[[ Data for analysis, beginning ]]

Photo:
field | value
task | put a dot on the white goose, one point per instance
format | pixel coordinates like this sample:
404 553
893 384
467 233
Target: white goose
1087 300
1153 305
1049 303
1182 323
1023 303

[[ Data for analysis, end ]]

All of the data above needs to be written out again, exactly.

Photo:
field | value
task | put a dot on the white goose, one point per instance
format | pixel coordinates like this sample:
404 553
893 384
467 233
Target: white goose
1087 300
1153 305
1049 303
1182 323
1023 303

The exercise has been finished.